**** Dataset content

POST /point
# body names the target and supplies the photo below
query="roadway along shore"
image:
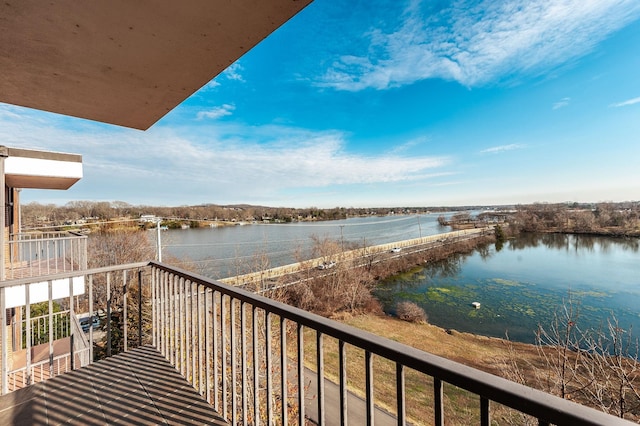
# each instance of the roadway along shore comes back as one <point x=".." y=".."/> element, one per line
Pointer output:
<point x="272" y="278"/>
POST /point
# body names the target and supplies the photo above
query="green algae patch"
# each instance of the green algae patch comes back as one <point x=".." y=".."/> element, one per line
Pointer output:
<point x="506" y="283"/>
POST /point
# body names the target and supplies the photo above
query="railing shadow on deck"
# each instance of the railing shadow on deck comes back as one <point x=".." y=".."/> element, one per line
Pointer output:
<point x="238" y="350"/>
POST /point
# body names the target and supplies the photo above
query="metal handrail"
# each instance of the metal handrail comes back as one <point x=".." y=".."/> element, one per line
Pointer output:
<point x="200" y="325"/>
<point x="549" y="409"/>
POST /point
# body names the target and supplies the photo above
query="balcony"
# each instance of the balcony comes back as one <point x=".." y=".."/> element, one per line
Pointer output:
<point x="33" y="254"/>
<point x="178" y="346"/>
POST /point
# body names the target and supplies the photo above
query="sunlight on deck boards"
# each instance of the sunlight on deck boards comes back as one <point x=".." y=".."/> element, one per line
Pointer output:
<point x="138" y="387"/>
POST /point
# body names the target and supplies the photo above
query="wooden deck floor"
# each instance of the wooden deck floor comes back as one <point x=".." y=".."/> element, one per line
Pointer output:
<point x="135" y="388"/>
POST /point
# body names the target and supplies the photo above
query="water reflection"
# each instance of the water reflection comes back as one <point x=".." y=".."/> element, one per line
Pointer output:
<point x="522" y="285"/>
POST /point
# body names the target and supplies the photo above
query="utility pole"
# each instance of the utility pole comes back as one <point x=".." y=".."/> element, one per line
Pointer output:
<point x="159" y="241"/>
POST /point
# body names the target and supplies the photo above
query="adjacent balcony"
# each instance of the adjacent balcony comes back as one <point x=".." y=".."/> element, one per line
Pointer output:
<point x="163" y="343"/>
<point x="33" y="254"/>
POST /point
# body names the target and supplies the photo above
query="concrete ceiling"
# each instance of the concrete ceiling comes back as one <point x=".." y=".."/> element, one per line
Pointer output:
<point x="125" y="62"/>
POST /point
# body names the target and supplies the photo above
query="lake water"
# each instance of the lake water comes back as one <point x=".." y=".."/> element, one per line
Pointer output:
<point x="232" y="250"/>
<point x="524" y="283"/>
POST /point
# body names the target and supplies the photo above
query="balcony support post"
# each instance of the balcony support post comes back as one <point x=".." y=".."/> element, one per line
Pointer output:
<point x="125" y="312"/>
<point x="91" y="314"/>
<point x="139" y="308"/>
<point x="71" y="335"/>
<point x="243" y="350"/>
<point x="234" y="372"/>
<point x="207" y="343"/>
<point x="320" y="374"/>
<point x="3" y="196"/>
<point x="300" y="374"/>
<point x="368" y="357"/>
<point x="256" y="377"/>
<point x="223" y="355"/>
<point x="50" y="291"/>
<point x="108" y="314"/>
<point x="438" y="409"/>
<point x="174" y="336"/>
<point x="27" y="313"/>
<point x="269" y="369"/>
<point x="400" y="401"/>
<point x="485" y="419"/>
<point x="284" y="383"/>
<point x="216" y="352"/>
<point x="180" y="324"/>
<point x="3" y="344"/>
<point x="193" y="312"/>
<point x="200" y="313"/>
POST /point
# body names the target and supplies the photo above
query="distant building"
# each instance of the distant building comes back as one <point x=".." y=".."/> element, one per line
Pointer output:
<point x="148" y="218"/>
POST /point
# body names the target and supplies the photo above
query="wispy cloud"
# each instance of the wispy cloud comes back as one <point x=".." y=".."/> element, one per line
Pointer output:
<point x="234" y="72"/>
<point x="502" y="148"/>
<point x="626" y="103"/>
<point x="480" y="43"/>
<point x="561" y="103"/>
<point x="229" y="163"/>
<point x="216" y="112"/>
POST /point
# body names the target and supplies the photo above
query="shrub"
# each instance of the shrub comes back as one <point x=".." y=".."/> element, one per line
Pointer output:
<point x="409" y="311"/>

********

Give the count of lines in the listing that contain the word "algae". No explanation is wanted.

# Your solution
2